WHAT YOU NEED TO DO
Locate every line in the rows below that contains the string "gray" and copy each of those lines. Matching is case-sensitive.

---- GIVEN ENTRIES

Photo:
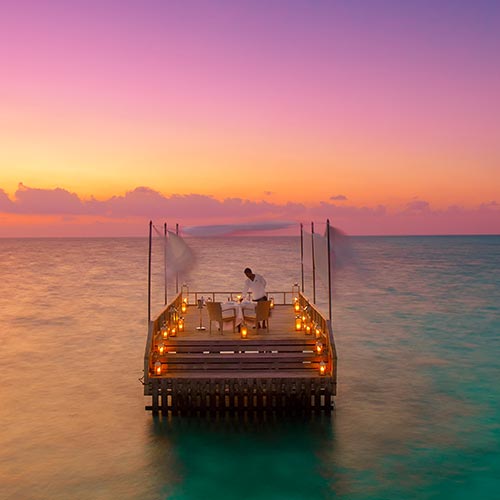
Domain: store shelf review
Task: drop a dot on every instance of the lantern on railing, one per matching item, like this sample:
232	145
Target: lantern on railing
319	346
244	331
298	323
164	331
158	368
317	331
322	368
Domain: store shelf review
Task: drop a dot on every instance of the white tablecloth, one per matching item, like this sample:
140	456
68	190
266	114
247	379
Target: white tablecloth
237	307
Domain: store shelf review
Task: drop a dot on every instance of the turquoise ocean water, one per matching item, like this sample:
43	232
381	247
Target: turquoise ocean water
417	327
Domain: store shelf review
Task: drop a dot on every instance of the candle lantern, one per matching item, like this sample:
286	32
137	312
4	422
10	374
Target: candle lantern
164	331
322	368
244	331
319	347
298	323
157	368
185	293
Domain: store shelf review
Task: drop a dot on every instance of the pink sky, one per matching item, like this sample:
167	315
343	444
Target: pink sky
382	116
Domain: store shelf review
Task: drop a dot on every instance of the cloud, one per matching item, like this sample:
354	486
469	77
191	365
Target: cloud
46	201
126	214
416	207
6	205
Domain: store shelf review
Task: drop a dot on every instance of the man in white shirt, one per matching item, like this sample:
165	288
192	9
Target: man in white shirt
256	285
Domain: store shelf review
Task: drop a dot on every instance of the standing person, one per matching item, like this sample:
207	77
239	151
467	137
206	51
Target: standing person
256	284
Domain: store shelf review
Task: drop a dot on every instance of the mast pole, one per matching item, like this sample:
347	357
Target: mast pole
165	259
149	271
329	269
313	262
177	274
302	254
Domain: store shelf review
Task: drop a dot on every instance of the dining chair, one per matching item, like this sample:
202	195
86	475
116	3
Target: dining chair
214	310
261	312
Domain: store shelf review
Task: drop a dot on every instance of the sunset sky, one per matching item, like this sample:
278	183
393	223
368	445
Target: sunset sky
382	115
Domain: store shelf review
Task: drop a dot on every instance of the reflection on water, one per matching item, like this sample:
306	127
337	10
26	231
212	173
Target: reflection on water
244	455
416	325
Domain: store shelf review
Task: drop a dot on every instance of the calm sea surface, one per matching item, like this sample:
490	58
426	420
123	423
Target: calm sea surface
417	327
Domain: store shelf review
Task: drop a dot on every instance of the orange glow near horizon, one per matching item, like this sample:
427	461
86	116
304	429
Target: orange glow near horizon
356	122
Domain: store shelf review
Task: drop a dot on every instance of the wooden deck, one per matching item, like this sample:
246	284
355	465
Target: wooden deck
282	367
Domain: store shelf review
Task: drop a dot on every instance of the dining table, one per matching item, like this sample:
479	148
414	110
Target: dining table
238	308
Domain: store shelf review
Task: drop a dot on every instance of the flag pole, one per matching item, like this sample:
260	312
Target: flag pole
329	269
302	254
313	262
165	259
149	271
177	274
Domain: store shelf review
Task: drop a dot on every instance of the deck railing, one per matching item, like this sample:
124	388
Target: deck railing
309	321
313	322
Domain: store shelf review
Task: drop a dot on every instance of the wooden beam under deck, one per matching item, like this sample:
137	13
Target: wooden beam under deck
219	370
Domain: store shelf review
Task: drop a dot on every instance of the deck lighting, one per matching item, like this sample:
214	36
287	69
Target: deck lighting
319	347
322	368
244	331
158	368
298	323
164	331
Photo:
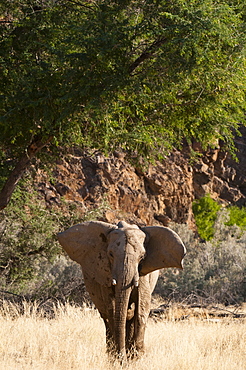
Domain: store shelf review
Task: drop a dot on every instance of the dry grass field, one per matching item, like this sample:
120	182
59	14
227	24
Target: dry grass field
74	339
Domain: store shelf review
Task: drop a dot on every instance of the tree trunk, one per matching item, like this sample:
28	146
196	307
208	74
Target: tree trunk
20	168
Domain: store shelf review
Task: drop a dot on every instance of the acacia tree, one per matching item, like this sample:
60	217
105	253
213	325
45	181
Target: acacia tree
136	75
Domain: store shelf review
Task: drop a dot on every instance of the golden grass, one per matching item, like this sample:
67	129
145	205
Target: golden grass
74	339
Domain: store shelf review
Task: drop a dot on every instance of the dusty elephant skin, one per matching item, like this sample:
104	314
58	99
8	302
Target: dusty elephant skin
120	265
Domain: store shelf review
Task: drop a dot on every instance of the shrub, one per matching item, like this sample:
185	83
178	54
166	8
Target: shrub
214	270
237	216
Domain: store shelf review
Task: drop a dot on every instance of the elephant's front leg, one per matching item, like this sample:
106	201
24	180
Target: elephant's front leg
142	314
109	337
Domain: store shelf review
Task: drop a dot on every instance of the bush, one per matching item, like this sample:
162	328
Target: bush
237	216
214	270
29	251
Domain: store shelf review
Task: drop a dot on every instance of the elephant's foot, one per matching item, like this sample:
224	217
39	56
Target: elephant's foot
134	352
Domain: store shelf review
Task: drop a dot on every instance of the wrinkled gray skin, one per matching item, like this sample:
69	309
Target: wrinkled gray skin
121	265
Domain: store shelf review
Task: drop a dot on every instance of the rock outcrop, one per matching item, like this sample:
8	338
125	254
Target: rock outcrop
162	192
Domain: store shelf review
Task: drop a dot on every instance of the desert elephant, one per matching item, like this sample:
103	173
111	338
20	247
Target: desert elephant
120	266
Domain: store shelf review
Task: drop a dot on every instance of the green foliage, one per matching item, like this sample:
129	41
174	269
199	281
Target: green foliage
214	270
139	75
28	245
205	212
237	216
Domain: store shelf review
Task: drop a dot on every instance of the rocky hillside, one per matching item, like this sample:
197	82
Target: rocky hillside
159	193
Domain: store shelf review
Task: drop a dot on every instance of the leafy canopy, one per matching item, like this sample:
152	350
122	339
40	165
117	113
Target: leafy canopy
106	74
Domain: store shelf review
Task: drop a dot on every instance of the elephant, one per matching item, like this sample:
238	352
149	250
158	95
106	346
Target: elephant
120	265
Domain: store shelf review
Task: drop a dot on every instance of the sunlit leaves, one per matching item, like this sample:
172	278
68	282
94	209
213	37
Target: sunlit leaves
137	75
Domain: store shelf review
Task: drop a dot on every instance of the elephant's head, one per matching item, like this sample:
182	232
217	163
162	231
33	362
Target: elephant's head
117	255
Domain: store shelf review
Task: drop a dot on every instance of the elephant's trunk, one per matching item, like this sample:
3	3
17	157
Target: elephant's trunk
121	305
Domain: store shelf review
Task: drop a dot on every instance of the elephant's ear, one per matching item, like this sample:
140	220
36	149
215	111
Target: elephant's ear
86	243
164	248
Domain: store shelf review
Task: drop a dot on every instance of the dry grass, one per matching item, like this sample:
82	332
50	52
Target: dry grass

--------

RESPONSE TO THE TASK
Task: drop a dot on every instance of the wrinkled gray skin, one per matching item, like this sample:
Target: wrinkled gray skin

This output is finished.